[START Data shown]
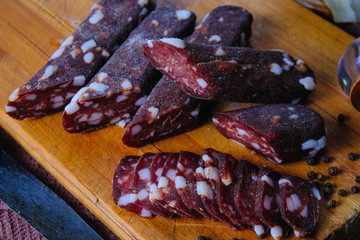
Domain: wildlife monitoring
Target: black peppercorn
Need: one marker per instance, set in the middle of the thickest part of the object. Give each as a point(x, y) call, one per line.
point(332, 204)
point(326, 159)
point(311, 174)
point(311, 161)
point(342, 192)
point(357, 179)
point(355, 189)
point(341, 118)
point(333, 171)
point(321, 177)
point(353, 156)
[END Data shown]
__Exercise details__: Render these records as a two-column CSV with the headers "request" and "answer," one row per record, each value in a single quoted field with line breaks replaced by spaces. Omit the pictures.

__Output__:
request,answer
"Domain: wildlife monitoring Target: black peppercorn Need: one marker per instance, set in the middle of the thickest part of the object. Give each as a point(x, y) call, one per line.","point(332, 204) point(326, 159) point(311, 174) point(311, 161) point(342, 192) point(357, 179) point(355, 189) point(341, 118) point(333, 171) point(321, 177) point(353, 156)"